*INSTRUCTIONS FOR THE TASK:* Present the records from the line containing "Segment the **dirt" through the line containing "M177 76L179 78L181", inclusive, as a Markdown table with the columns Row and Line. Number each line in the Row column, and omit any blank lines.

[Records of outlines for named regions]
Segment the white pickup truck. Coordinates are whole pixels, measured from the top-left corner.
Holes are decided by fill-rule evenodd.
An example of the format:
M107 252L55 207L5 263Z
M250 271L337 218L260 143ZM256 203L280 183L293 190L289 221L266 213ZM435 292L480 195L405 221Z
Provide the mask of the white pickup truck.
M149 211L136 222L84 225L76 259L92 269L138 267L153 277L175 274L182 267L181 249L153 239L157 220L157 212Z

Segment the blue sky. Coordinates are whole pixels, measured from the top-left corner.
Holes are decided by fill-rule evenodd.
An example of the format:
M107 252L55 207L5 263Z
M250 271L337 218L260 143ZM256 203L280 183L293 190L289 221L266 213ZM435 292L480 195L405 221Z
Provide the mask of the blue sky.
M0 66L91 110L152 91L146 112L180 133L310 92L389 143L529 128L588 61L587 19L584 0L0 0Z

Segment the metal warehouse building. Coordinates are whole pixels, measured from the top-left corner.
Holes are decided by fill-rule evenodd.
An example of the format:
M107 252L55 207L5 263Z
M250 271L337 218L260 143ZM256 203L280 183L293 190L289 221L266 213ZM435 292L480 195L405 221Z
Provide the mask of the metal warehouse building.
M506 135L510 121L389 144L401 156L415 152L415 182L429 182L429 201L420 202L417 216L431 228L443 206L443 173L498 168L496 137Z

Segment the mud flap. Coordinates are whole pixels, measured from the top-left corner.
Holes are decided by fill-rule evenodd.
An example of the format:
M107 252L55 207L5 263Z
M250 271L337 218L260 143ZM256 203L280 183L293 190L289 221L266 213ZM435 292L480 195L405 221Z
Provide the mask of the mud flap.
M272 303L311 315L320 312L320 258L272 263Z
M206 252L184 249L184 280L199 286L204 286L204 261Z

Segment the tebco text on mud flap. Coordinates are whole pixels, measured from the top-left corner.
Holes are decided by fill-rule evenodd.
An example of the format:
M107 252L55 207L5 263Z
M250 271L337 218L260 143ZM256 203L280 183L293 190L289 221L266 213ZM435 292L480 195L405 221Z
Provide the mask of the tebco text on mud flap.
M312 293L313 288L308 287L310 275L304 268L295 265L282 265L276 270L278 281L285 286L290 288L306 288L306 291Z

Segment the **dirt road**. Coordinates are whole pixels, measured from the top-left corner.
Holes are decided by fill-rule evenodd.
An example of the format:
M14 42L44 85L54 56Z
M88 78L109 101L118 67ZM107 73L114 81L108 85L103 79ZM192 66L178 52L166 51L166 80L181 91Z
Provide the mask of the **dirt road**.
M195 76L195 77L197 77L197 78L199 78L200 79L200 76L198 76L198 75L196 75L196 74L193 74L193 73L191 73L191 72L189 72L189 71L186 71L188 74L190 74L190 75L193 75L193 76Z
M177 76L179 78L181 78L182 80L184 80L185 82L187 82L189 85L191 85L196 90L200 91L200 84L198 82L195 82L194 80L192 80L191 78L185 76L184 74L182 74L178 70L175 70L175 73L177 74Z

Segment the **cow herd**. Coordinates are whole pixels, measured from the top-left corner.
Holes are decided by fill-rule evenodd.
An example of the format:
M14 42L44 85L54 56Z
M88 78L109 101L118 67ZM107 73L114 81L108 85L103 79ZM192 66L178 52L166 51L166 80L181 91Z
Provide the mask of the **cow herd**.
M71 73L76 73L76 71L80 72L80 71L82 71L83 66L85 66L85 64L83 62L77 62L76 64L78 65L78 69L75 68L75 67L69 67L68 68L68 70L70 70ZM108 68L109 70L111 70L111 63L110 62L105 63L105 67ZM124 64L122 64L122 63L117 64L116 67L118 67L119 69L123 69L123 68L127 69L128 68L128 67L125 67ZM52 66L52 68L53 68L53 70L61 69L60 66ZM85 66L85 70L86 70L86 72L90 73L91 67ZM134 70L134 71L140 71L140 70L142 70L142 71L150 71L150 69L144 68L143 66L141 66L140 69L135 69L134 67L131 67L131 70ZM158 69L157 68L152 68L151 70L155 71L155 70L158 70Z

*FULL ANSWER:*
| Row | Line |
|---|---|
| 1 | Segment the **dirt road**. Coordinates are whole pixels, measured from the top-left corner. |
| 2 | Holes are decided by fill-rule evenodd. |
| 3 | An example of the format: |
| 4 | M14 42L44 85L54 56Z |
| 5 | M88 78L109 101L118 67ZM107 73L114 81L108 85L103 79ZM192 66L178 52L166 51L166 80L181 91Z |
| 6 | Provide the mask of the **dirt road**. |
| 7 | M195 76L195 77L197 77L197 78L199 78L200 79L200 76L198 76L198 75L196 75L196 74L193 74L193 73L191 73L191 72L189 72L189 71L186 71L188 74L190 74L190 75L193 75L193 76Z |
| 8 | M177 76L179 78L181 78L182 80L184 80L185 82L187 82L189 85L191 85L196 90L200 91L200 84L198 82L195 82L194 80L192 80L191 78L185 76L184 74L182 74L178 70L175 70L175 73L177 74Z |